Careful advance preparation is needed to arrange these major liaisons. The competition is stiff.
American Express Canada, for example, reportedly received 440 requests for sponsorship in 1987, of which 114 were for cultural events. Of these 114, American Express selected eight to sponsor, according to The Sponsorship Report, a Canadian newsletter. Here are excerpts from this newsletter, covering a speech by Gustavo Galluzi, president and general manager of American Express Canada. He was speaking to the National Conference on Tourism, Culture and Multiculturalism in Montreal, in April 1988. Many other businesses have similar policies.
Our motives for corporate sponsorship are twofold. We believe that sponsorship of culture and the arts is our duty as a good corporate citizen. We also believe that it is a worthwhile investment, especially where the event is of national or international repute and can increase travel and tourism.
Those organizations that receive sponsorship from American Express are ones that have a profile and image similar to ours. When you solicit future sponsors, it is crucial for you to find the right fit.
Although you don't have to know a company inside and out before you ask for corporate sponsorship, you do need to know a few basic things about the company before you make the approach. You must know the demographics of the consumers to whom they market - in other words, who the customers are, as categorized by income, age and geography.

* _Task requirements_:
A - From the passage on corporate sponsorship, copy the stretch from "American Express Canada, for" through "travel and tourism.".
B - In the passage on corporate sponsorship, how many of the 1987 requests to American Express Canada were for cultural events?
C - Write the next part of the passage on corporate sponsorship, picking up after its final sentence.

* _Raw data_:
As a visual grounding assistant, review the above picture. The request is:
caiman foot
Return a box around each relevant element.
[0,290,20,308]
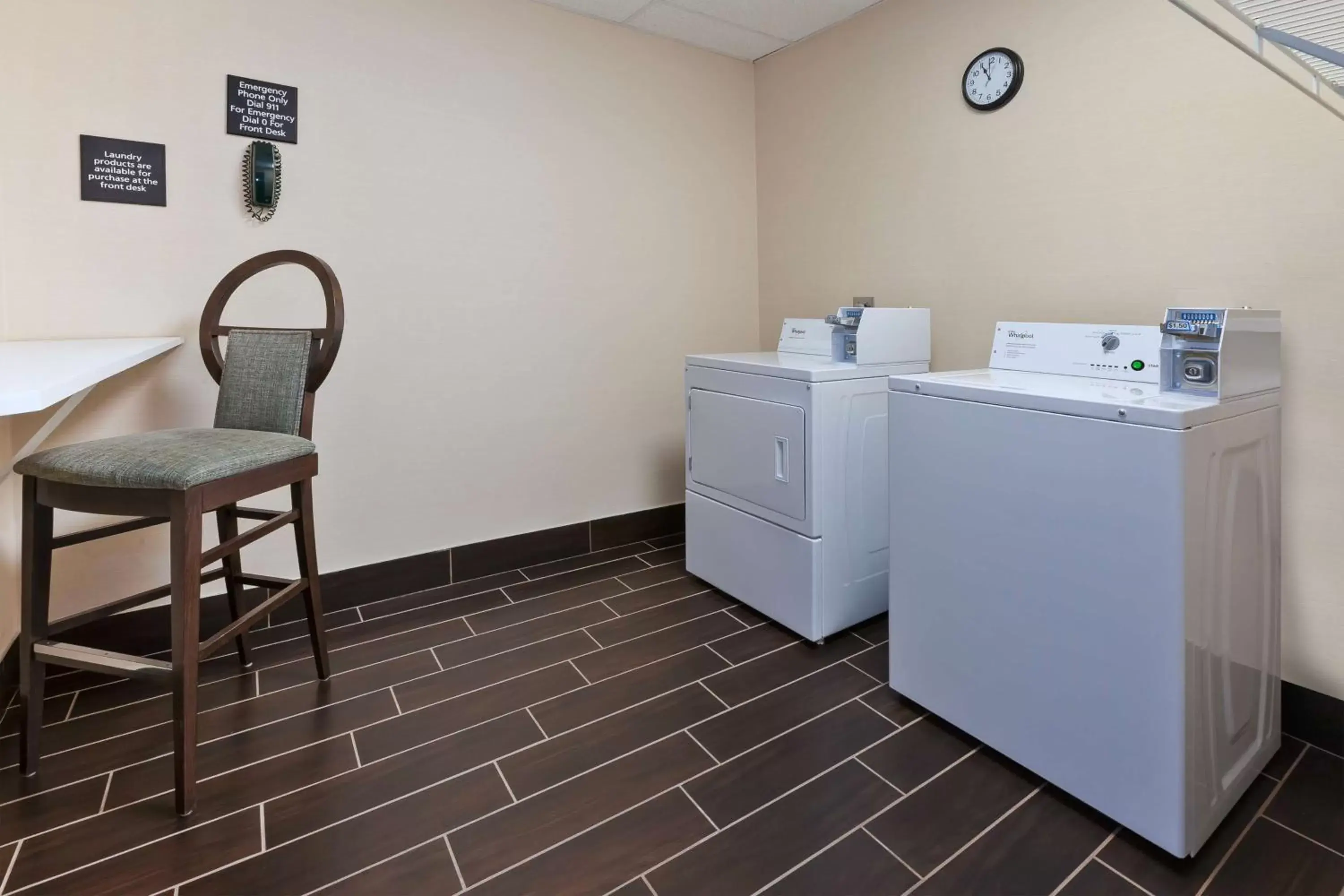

* _Response list_:
A -
American Express Canada, for example, reportedly received 440 requests for sponsorship in 1987, of which 114 were for cultural events. Of these 114, American Express selected eight to sponsor, according to The Sponsorship Report, a Canadian newsletter. Here are excerpts from this newsletter, covering a speech by Gustavo Galluzi, president and general manager of American Express Canada. He was speaking to the National Conference on Tourism, Culture and Multiculturalism in Montreal, in April 1988. Many other businesses have similar policies.
Our motives for corporate sponsorship are twofold. We believe that sponsorship of culture and the arts is our duty as a good corporate citizen. We also believe that it is a worthwhile investment, especially where the event is of national or international repute and can increase travel and tourism.

B - 114

C -
In the area of sponsorship, the target groups of the cultural event and the potential sponsor must share similar characteristics. Unless they do, most companies will not chose to spend their limited funds on an event.
Moreover, the images of the cultural event and the sponsor should also mesh. Ensuring this is particularly tricky...
What can you expect a sponsor to do for you?
The bottom line for most requests is usually financial funding. Occasionally, only the use of the company name is sought.... If the fit is particularly good between the cultural event and the sponsor, the company may help you do your marketing. When this happens, the happy result is that the cultural entity's usually meager marketing budget (and sometimes marketing expertise) is vastly amplified.
So who were the lucky eight? In 1987, American Express Canada sponsored the following cultural events:
You may find it particularly useful to know how Canada's largest bank views sponsorship. The Royal Bank was a major sponsor of the Calgary Olympics. They also sponsor smaller projects every year. Here is an article written by a vice-president of The Royal Bank, explaining their procedures.
by Peter Case
Reprinted from Special Events Report
with permission of the author and publisher.
Before the Olympics, The Royal Bank of Canada, the largest bank in the country and the sixth largest in North America, created a model for negotiating implementing and evaluating sponsorship. Below, Peter Case, Royal Bank's vice president of advertising describes the model and the process the bank used to develop it.
A sponsor must have a sponsorship model; it is the only way to maximize sponsorship dollars.
We have learned that we cannot afford to assume event organizers know our sponsorship goals or the nature of our business, despite the fact that banking seems to be such a straightforward subject. To know the bank's goals requires an intricate understanding of our business strategies, priorities and trade secrets. The onus is definitely on corporate sponsors to develop criteria that not only help specific sponsorship needs, but also ensure sponsorships will work for the company.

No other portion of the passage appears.